-- Document section --
---+---
While I'm still not feeling my best, I did wake up feeling much better this morning and so I did go to my oncologist's appointment. I know that even though I wasn't coughing or running a fever, it was a bit risky for me to go to the cancer centre when I'm not feeling my best. Therefore, I took some precautions in an attempt to not infect anyone.
I kept my hands away from my face and everything else. I'm quite a fidgety person and tend to touch my eyes and face a lot as well as walls and anything that looks like it might have a texture so I thought if I did that I might pick up or leave something infectious. Of course there are times when I had to touch things - like when I do the symptom checklist thingy - so the most important thing I did was to use a lot of hand sanitizer. And by "a lot" I mean "obsessively". I used it every time I entered a new area or changed floors and both before and after I touched anything.
I think these measures were enough to prevent infecting others with whatever was affecting me (if it was infectious in the first place). While they have masks available at the cancer centre doors, I chose not to wear one because I wasn't coughing and my eyes and nose were dry enough.
I'm happy to report that my CA 15-3 tumour marker is staying low at 37 and that my bone scan showed no new spots. In fact, one of the spots on my sternum appeared smaller on this scan. How awesome is that? She also said that the biopsy from the endoscopy showed nothing and that the abdominal ultrasound showed nothing out of place.
We also talked about the denosumab treatments. She'd forgotten to tell me that the treatment has to be given every four weeks unlike the pamidronate, which stayed in the bones and so after a while could be given every eight or twelve weeks. I'll be receiving the first six treatments at the hospital (with bloodwork, I think) to make sure that I don't have any reactions to it. After that I'll receive it at home.
I'll continue seeing her every three months as long as my tumour markers stay good and low. I feel like the luckiest person ever because the cancer is still stable - and maybe even shrinking!
2 comments:
Shrinking is good :)
AWESOME news! you're miraculous or something. i hope it shrinks to nothing.
---+---
-- Source data --
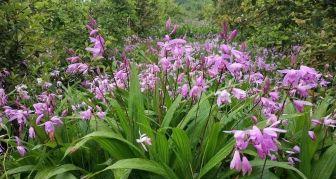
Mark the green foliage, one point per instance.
(282, 24)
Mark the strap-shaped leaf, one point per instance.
(270, 163)
(51, 172)
(326, 164)
(215, 160)
(143, 164)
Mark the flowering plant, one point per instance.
(182, 114)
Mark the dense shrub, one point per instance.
(283, 24)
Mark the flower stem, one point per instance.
(262, 171)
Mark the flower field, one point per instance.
(170, 107)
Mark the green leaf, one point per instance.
(269, 164)
(111, 142)
(50, 172)
(326, 164)
(136, 105)
(143, 164)
(21, 169)
(192, 112)
(122, 173)
(182, 148)
(217, 158)
(170, 113)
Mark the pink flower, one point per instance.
(195, 92)
(49, 127)
(98, 49)
(22, 150)
(233, 35)
(3, 97)
(74, 59)
(31, 133)
(144, 140)
(236, 161)
(241, 139)
(246, 166)
(312, 135)
(86, 115)
(184, 90)
(274, 95)
(238, 93)
(168, 24)
(77, 68)
(101, 114)
(223, 97)
(299, 105)
(296, 149)
(40, 108)
(165, 64)
(56, 120)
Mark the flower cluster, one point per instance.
(264, 141)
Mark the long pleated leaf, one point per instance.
(217, 158)
(284, 165)
(326, 164)
(143, 164)
(51, 172)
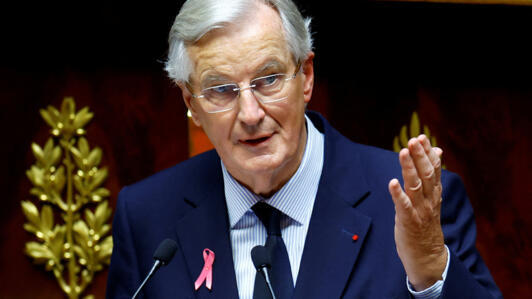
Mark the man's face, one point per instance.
(253, 139)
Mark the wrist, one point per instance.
(429, 271)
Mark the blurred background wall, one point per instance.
(464, 68)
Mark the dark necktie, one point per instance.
(280, 273)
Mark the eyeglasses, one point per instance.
(267, 89)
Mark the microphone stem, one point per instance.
(155, 266)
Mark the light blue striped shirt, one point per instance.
(296, 200)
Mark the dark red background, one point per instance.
(464, 68)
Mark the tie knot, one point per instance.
(269, 216)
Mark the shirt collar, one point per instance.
(294, 199)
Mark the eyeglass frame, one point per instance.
(239, 89)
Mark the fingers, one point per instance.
(421, 170)
(403, 205)
(413, 185)
(433, 153)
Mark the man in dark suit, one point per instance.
(333, 218)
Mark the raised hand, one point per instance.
(418, 233)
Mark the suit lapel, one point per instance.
(330, 248)
(337, 231)
(206, 225)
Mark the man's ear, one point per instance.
(187, 98)
(308, 72)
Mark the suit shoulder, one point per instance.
(173, 182)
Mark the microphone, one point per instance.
(262, 259)
(162, 256)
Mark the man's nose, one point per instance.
(250, 110)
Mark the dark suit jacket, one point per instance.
(186, 203)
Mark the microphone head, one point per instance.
(165, 252)
(261, 256)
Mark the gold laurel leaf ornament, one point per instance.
(67, 183)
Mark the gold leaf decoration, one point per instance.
(414, 130)
(67, 179)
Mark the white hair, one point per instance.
(198, 17)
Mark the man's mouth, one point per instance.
(256, 141)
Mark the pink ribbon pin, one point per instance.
(206, 273)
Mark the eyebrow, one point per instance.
(214, 78)
(271, 64)
(219, 79)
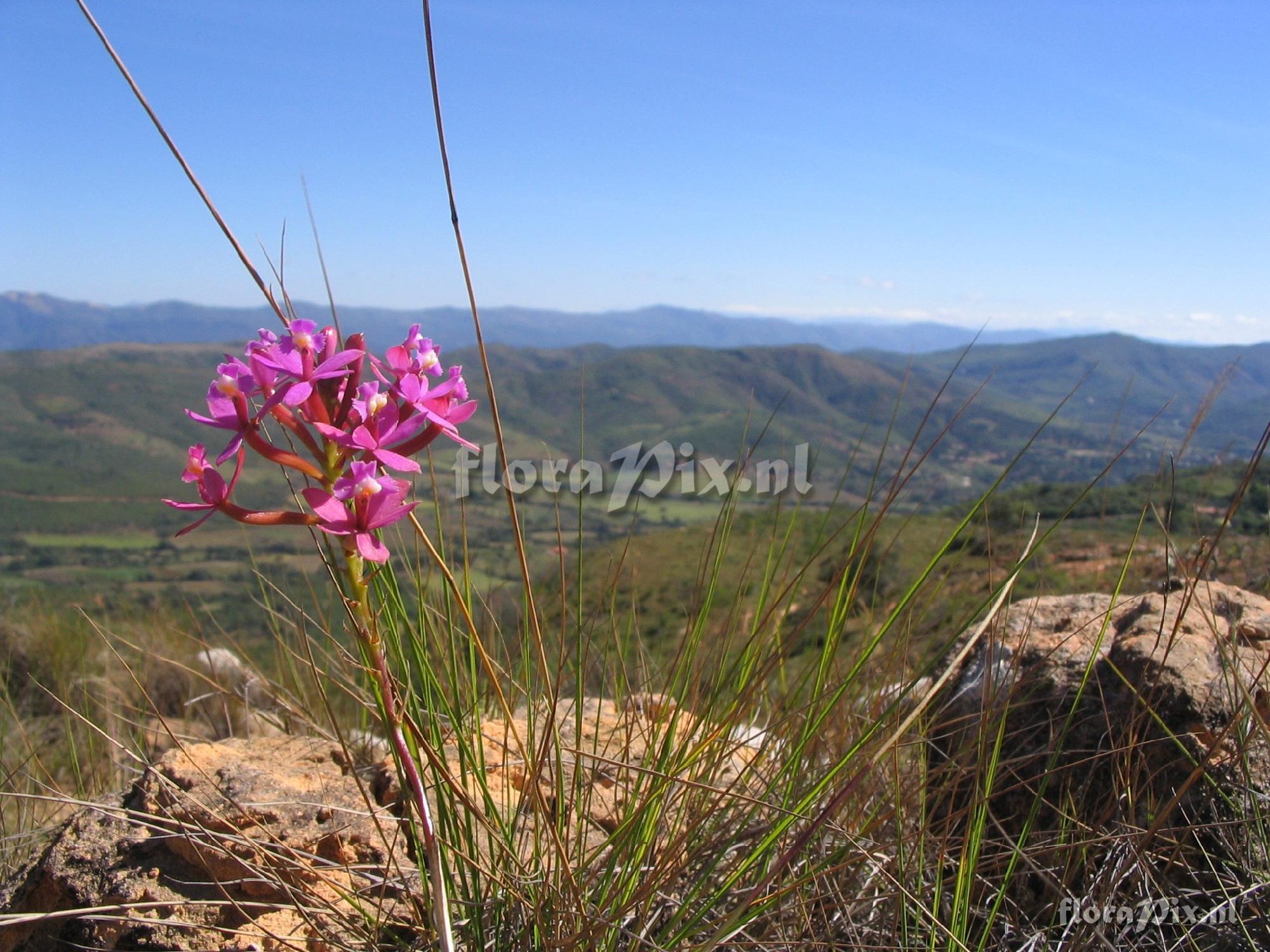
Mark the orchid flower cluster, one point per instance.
(358, 418)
---+---
-- Problem requirements --
Can you transcribe, word for word, the part of the post about the oncologist appointment starting with "I'm happy to" and going on through "it at home."?

-- Response area --
I'm happy to report that my CA 15-3 tumour marker is staying low at 37 and that my bone scan showed no new spots. In fact, one of the spots on my sternum appeared smaller on this scan. How awesome is that? She also said that the biopsy from the endoscopy showed nothing and that the abdominal ultrasound showed nothing out of place.
We also talked about the denosumab treatments. She'd forgotten to tell me that the treatment has to be given every four weeks unlike the pamidronate, which stayed in the bones and so after a while could be given every eight or twelve weeks. I'll be receiving the first six treatments at the hospital (with bloodwork, I think) to make sure that I don't have any reactions to it. After that I'll receive it at home.